Consignes
• a. Reproduisez à l'identique le passage de l'entretien avec Pierre Hermé compris entre « Je suis l’héritier » et « de Lenôtre ? », inclus.
• b. Écrivez la suite de l'entretien avec Pierre Hermé, en commençant après sa dernière phrase.

Texte à lire
Passeur d’émotions, magicien du goût, roi du macaron, Picasso de la pâtisserie, on ne compte plus les qualificatifs qui décrivent Pierre Hermé. À Paris comme à Tokyo, les amateurs de douceurs et de chocolats se pressent dans ses boutiques-écrins. Aujourd’hui c’est à Marrakech, à La Mamounia où il aime séjourner, que Pierre Hermé vient d’ouvrir une pâtisserie, la première en Afrique. L’occasion d’en savoir plus sur sa vocation, sa réussite, sa vision de la pâtisserie, son partenariat avec La Mamounia.
Quand avez-vous su que vous deviendrez pâtissier ?
Je suis l’héritier de quatre générations d’artisans boulangers alsaciens. Mes parents m’ont appris le sens du travail, de la rigueur, de la discipline. Je me souviens d’odeurs, de celle de la pâte à pain, de beignets de Berlin, de Kougelhopf, de Stollen, de confiture de quetsches… Enfant, j’observais beaucoup mon père dans son laboratoire et dès l’âge de neuf ans, je savais que je voulais être Chef pâtissier. Je ne me suis jamais posé la question de faire autre chose. Pour moi, c’était une évidence.
Pourquoi avoir quitté votre père pour faire votre apprentissage à Paris auprès de Lenôtre ?
J’avais une soif d’apprendre, de tout apprendre. Au bout de six mois chez Lenôtre, tout le monde me connaissait. J’étais volontaire, curieux, je me renseignais sur tout. J’étais motivé, passionné. Gaston Lenôtre était un homme impressionnant, charismatique, enthousiaste et exigeant… J’ai été formé et j’ai appris mon métier chez lui. Il est mon référent aujourd’hui encore. Le savoir-faire – à la fois en techniques, en recettes et en organisation – je l’ai appris chez Lenôtre. Certes, je me suis enrichi également des expériences suivantes, mais celle-ci a posé les bases de ma connaissance et de mon métier.
Comment avez-vous fait entrer la pâtisserie dans le monde du luxe ?
Avec Charles Znaty, mon associé, notre volonté n’était pas d’ouvrir une pâtisserie, mais de créer une marque de luxe dans le domaine de la pâtisserie. On a inventé le terme de “haute pâtisserie”.
Pourquoi avez-vous ouvert une pâtisserie à Tokyo avant Paris ?

[Enregistrements d'annotations d'images par boîtes]
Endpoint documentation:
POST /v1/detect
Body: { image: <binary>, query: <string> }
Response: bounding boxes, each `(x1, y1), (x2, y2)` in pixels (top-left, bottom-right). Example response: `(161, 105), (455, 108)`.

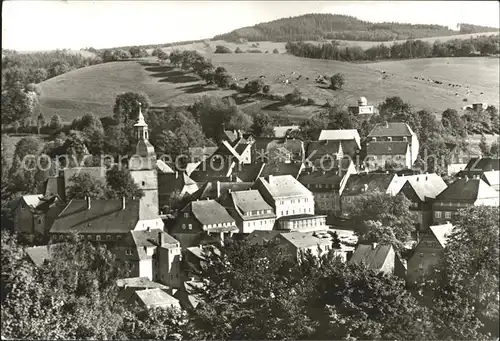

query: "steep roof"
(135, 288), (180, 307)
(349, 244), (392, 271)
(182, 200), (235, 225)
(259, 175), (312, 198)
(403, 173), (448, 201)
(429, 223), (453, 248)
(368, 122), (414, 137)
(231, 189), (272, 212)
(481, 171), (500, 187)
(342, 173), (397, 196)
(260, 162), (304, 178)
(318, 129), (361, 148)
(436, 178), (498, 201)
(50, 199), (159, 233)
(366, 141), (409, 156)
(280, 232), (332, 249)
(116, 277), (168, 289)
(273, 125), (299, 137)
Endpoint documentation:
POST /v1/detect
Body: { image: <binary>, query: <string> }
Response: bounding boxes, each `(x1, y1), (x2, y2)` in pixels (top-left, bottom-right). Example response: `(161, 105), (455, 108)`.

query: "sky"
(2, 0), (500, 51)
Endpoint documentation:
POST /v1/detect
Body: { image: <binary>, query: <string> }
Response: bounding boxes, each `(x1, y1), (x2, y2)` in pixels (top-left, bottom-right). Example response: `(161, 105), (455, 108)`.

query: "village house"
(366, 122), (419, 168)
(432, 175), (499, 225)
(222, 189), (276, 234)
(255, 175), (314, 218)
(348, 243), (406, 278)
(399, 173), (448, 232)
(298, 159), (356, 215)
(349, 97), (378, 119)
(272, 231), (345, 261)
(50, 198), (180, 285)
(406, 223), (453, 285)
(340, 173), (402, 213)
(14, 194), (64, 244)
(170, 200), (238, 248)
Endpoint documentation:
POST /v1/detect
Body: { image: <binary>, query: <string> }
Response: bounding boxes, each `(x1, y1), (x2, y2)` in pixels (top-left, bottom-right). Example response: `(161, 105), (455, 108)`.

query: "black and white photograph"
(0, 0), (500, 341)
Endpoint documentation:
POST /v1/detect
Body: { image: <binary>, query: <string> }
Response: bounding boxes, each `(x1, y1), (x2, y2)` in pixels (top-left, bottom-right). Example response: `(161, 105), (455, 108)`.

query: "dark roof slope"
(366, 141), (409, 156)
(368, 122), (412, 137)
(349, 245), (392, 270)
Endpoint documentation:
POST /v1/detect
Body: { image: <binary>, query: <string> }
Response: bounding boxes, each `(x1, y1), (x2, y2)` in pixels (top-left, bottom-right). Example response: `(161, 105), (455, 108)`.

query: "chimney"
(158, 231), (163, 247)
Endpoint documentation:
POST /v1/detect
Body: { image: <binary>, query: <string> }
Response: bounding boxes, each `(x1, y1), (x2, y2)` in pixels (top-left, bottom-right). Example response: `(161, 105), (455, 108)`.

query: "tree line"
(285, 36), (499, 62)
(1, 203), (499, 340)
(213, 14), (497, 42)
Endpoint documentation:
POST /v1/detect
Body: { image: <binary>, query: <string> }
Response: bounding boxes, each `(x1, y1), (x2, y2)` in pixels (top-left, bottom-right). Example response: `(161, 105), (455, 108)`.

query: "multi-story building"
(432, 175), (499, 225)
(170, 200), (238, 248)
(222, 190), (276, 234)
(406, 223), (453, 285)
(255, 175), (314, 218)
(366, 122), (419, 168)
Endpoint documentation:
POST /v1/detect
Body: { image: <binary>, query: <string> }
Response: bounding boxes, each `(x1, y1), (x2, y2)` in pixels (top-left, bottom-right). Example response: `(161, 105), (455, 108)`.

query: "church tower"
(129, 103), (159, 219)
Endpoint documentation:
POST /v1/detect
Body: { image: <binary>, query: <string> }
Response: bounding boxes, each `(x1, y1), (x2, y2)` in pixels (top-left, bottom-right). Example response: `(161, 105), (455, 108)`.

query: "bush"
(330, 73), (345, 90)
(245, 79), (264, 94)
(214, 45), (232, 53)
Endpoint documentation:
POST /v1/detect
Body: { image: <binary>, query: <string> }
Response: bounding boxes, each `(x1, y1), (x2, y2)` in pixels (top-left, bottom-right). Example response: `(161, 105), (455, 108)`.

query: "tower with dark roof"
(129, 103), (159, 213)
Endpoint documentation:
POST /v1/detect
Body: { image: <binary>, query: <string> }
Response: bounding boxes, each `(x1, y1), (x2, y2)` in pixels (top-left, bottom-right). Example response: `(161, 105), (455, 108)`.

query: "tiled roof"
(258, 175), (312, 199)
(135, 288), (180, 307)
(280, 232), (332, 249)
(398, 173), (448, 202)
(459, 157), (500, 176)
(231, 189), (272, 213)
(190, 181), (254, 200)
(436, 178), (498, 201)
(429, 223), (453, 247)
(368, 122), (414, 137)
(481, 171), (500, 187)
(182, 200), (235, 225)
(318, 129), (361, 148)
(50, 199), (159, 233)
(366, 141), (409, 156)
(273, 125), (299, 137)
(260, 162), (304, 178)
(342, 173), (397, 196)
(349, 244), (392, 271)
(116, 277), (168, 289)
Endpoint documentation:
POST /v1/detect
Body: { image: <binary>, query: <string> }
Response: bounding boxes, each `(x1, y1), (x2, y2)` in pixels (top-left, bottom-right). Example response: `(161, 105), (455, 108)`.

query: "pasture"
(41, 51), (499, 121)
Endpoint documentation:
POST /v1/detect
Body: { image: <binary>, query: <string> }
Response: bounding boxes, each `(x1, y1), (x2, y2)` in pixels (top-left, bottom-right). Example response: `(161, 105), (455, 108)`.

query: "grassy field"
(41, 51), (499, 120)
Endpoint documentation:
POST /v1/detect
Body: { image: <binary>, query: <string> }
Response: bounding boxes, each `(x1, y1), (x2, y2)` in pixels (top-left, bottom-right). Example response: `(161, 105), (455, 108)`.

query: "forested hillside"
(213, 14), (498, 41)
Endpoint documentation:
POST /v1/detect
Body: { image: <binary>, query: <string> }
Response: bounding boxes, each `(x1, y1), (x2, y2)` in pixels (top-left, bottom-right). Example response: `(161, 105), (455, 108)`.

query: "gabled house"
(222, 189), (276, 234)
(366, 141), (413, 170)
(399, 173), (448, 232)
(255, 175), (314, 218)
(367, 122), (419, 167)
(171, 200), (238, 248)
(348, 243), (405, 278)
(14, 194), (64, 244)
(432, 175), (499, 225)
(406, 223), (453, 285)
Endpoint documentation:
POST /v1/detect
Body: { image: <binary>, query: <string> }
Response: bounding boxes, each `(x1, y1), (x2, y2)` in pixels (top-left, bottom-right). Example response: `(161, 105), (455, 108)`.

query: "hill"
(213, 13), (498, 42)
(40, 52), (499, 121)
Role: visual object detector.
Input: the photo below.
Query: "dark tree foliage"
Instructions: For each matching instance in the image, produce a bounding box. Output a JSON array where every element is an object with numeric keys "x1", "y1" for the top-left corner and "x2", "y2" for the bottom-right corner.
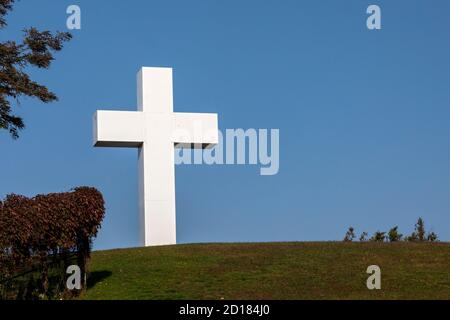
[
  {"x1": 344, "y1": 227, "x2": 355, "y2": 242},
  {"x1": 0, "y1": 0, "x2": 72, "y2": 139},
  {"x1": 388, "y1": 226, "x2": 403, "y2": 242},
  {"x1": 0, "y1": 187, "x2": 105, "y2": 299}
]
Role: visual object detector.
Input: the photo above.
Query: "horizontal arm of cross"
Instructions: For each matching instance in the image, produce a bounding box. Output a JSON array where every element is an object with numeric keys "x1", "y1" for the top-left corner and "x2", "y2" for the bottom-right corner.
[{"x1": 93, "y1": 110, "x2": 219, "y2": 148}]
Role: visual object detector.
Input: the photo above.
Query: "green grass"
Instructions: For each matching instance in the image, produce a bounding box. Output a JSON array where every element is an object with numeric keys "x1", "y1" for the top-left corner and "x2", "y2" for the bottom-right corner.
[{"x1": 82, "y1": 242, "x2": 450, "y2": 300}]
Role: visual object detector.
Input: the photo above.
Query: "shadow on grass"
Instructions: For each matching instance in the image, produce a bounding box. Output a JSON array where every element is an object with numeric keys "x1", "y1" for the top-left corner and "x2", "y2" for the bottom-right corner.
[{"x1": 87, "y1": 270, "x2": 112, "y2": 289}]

Réponses par consigne
• a.
Je suis l’héritier de quatre générations d’artisans boulangers alsaciens. Mes parents m’ont appris le sens du travail, de la rigueur, de la discipline. Je me souviens d’odeurs, de celle de la pâte à pain, de beignets de Berlin, de Kougelhopf, de Stollen, de confiture de quetsches… Enfant, j’observais beaucoup mon père dans son laboratoire et dès l’âge de neuf ans, je savais que je voulais être Chef pâtissier. Je ne me suis jamais posé la question de faire autre chose. Pour moi, c’était une évidence.
Pourquoi avoir quitté votre père pour faire votre apprentissage à Paris auprès de Lenôtre ?

• b.
Nous avons ouvert notre première boutique à Tokyo au sein de l’hôtel New Otani en 1998. Nous avons saisi l’opportunité proposée par M. Otani, le président de l’hôtel, qui nous donnait l’occasion de lancer la marque et d’ouvrir la première boutique de la Maison Pierre Hermé Paris au Japon ! La boutique existe encore – presque 20 ans après.
Comment avez-vous créé l’Ispahan, votre best-seller ?
L’Ispahan correspond à un cheminement qui a démarré en 1987 avec la création d’un premier gâteau que j’avais appelé «Paradis» composé de framboise et de rose. Dix ans plus tard, après avoir, entre temps, découvert que le litchi a un parfum de rose, j’ai eu envie de retravailler ce gâteau pour en faire quelque chose de plus structuré au niveau des textures tout en y ajoutant ce fruit. Le résultat est devenu l’Ispahan, une des créations les plus iconiques de la Maison. Aujourd’hui, il existe une trentaine de produits autour de cette association : un macaron, un bonbon chocolat, un cake, une glace, une confiture, d’autres pâtisseries… J’aime réinterpréter les associations de saveurs que je crée afin d’explorer différentes facettes du goût.
Qu’est-ce qui vous inspire ?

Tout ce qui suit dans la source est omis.